Given task:
Switch every "instance" in the items below to "object", and give the lines again with nothing else changed.

Material for this exercise:
↓

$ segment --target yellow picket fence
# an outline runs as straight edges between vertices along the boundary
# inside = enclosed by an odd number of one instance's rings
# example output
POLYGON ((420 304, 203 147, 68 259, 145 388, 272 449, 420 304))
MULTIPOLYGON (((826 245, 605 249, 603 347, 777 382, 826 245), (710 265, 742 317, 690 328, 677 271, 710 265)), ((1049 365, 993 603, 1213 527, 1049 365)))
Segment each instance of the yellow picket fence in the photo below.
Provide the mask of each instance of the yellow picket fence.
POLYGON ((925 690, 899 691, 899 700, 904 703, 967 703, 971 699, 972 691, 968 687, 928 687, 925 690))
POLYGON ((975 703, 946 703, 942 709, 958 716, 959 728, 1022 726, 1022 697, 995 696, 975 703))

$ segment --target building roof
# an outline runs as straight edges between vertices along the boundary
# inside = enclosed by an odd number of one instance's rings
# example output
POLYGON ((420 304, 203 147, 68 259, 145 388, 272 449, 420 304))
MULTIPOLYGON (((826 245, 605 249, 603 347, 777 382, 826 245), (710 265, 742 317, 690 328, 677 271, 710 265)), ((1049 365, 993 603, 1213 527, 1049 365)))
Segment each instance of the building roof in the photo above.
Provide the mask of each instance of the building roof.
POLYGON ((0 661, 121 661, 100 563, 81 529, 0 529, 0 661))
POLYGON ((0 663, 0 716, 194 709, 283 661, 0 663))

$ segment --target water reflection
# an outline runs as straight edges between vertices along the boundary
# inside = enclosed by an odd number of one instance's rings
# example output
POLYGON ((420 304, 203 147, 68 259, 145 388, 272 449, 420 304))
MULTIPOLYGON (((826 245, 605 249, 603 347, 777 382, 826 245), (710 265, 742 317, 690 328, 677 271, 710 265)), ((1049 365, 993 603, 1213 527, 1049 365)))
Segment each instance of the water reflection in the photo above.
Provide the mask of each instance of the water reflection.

↑

Correct result:
$ segment --target yellow picket fence
# an outline runs as straight edges between vertices along the boundary
# inside = enclosed by an odd number of one object's rings
# example output
POLYGON ((420 304, 203 147, 68 259, 145 388, 272 449, 420 304))
MULTIPOLYGON (((826 245, 605 249, 603 347, 777 382, 826 245), (710 265, 742 317, 690 328, 677 271, 710 265)), ((1049 365, 993 603, 1213 527, 1049 365)))
Segment each object of the yellow picket fence in the photo below.
Provide the mask of each object of the yellow picket fence.
POLYGON ((925 690, 899 691, 899 700, 904 703, 967 703, 971 699, 972 691, 968 687, 928 687, 925 690))
POLYGON ((975 703, 946 703, 942 709, 958 716, 959 728, 1022 726, 1022 697, 995 696, 975 703))

$ segment --target building roof
# an outline runs as straight edges between vertices along the boundary
# inside = enclosed by an odd number of one object's rings
# example output
POLYGON ((420 304, 203 147, 68 259, 145 388, 272 449, 420 304))
MULTIPOLYGON (((826 245, 605 249, 603 347, 777 382, 826 245), (710 265, 742 317, 690 328, 677 271, 710 265)), ((1049 365, 993 603, 1213 527, 1049 365)))
Segment each object of the building roof in the photo above.
Provide the mask of each object of the building roof.
POLYGON ((0 661, 121 661, 100 563, 81 529, 0 529, 0 661))
POLYGON ((0 663, 0 716, 194 709, 283 661, 0 663))

$ segment --target water reflection
# an outline runs as straight edges between vertices along the boundary
# inside = enclosed by an odd number of one object's rings
# example output
POLYGON ((420 304, 203 147, 68 259, 145 388, 272 449, 420 304))
MULTIPOLYGON (((826 245, 605 249, 603 347, 777 382, 826 245), (710 265, 742 317, 690 328, 677 271, 710 265)), ((1049 365, 993 603, 1213 527, 1049 365)))
Segment each object of the water reflection in the photo above.
Provide the mask of each object of the water reflection.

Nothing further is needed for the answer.